> [Passage]
It wasn't to bad until the sun went down and then it got down to the 50's. Real pretty place nice little log cabins which won me over ASAP. Very efficently contructed - small bedrooms though. I think I broke my baby toe trying to kick the blankets off when I got over warm - I kicked the outside wall!

Gypsys is real a sweetie when you get him calmed down. I thought he was going to have a nervous breakdown Saturday worring about having enough food and pleasing everyone. I kept teling him it's just food and it's free nobody's gonna complain and if they do you can't please everyone! He pretty much did the smoking and I made the breakfasts and a few stuffed fatties and ABTs. Everyone was full and happy and picked at food the food all night. 

Once the feeding frenzy was over and most folks gone we talked for hours and played with Aimie. His wifes a real sweetie too. Gyspy your a lucky man!

Would you believe we had about 6 ribs, 3 butts and a turkey tray full of Dutches beans for about 15 people! The butts we're so tender and juicey all I had to do was pick the fat out and stir it up a little and they were pulled. NOBODY used buns except us, they just ate the pulled pork like spaghetti.

Next day he made some Mexian sounding thing with some of the pork that was really good I forgot what he called it and how he made it but I'll ask again. Must have been the limes - those limes will get you every time! 
	

	
	
		
		



		
		
	


	







Here's a few pictures driving into Summersville at noon on Friday 
The pretty pictures I first posted where on the way OUT of town - same lookout spot.

And one more of Little Aimie and me playing on my Djembe


----------



## gypsyseagod (Oct 31, 2007)

whew we're home. i got a slight recap & pics under- home from summersville-in events.  lol thanx for the compliments debi.  yeah dac- it was like meeting family you've had forever.
 it would take a whole week to share all the weekend if that makes any sense. debi made some great food- i think i ate 1/2 the abts myself & there sure weren't no lack of frosty beverages.
 sorry i'm so late getting to this. so much to unload & do when we got home & when i wentto turn on the gas the tank is empty so we got space heaters & fell into bed under 4 quilts.something else to be done... sheesh i'm tired.
 p.s. debi- it was 26 degrees sunday morning..
	

	
	
		
		



		
		
	


	





  no wonder it felt so cold.

bbl w/ more details.


----------



## deejaydebi (Oct 31, 2007)

Gyspy -

We spent the night in PA, Somerset or something and had to run the car for 30 minutes to de-ice it. No way I was unpacking that trunk to find the scraper! I barely got it all in the first time!

Problem was is was to frosty for me to enjoy those frosty beverages while we were cooking! Sunday was better INSIDE the cabins. Darn those limes anyway!


----------



## gofish (Nov 3, 2007)

Debi .......... I was wondering if you were sleeping in the bed of your truck again!

> [Provided data]
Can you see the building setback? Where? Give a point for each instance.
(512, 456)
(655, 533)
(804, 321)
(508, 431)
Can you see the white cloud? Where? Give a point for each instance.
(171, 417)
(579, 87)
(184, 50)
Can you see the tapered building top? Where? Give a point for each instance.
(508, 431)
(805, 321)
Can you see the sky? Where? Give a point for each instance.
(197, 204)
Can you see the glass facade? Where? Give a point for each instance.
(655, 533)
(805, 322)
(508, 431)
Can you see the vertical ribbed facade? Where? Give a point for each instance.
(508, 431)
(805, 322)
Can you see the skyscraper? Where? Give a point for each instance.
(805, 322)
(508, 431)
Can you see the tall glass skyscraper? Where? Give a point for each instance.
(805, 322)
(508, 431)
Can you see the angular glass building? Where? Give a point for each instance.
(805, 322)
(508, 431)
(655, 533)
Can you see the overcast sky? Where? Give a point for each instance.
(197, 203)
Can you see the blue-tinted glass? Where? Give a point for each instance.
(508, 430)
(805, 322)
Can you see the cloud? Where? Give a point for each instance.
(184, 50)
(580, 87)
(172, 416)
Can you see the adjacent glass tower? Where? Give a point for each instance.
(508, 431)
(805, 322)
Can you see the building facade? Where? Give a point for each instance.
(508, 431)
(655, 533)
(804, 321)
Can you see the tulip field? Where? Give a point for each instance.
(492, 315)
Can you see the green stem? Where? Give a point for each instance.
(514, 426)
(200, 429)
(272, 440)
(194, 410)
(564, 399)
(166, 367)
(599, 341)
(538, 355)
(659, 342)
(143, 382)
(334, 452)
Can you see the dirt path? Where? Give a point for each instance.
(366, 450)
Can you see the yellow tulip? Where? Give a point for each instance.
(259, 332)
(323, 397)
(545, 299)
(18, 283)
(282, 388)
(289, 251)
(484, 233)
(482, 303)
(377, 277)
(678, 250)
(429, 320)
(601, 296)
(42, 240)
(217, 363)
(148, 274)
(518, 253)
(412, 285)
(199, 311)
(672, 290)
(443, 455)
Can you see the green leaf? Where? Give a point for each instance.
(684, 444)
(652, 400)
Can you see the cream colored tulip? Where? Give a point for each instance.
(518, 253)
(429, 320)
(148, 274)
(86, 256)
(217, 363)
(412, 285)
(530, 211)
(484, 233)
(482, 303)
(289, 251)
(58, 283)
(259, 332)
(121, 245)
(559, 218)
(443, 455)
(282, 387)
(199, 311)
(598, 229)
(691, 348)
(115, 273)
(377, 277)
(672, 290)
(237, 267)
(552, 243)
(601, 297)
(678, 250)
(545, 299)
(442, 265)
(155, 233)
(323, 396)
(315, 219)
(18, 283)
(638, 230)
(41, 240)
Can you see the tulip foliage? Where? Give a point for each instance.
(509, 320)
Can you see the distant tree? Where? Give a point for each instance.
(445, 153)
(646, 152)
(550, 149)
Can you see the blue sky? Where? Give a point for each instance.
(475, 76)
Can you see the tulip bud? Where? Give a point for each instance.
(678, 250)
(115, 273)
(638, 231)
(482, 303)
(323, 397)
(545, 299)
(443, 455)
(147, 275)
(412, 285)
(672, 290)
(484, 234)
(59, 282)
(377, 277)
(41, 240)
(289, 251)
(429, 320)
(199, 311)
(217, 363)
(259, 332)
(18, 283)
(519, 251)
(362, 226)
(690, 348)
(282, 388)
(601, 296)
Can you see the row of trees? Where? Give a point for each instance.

> [Parts of the exercise]
a – List every username that appears in a post header in the forum thread.
b – Print everything in the forum thread from "And one more" down to "of frosty beverages.".
The material above is separate from the forum thread and unrelated to it.

> [Answers to this exercise]
a – gypsyseagod, deejaydebi, gofish

b –
And one more of Little Aimie and me playing on my Djembe


----------



## gypsyseagod (Oct 31, 2007)

whew we're home. i got a slight recap & pics under- home from summersville-in events.  lol thanx for the compliments debi.  yeah dac- it was like meeting family you've had forever.
 it would take a whole week to share all the weekend if that makes any sense. debi made some great food- i think i ate 1/2 the abts myself & there sure weren't no lack of frosty beverages.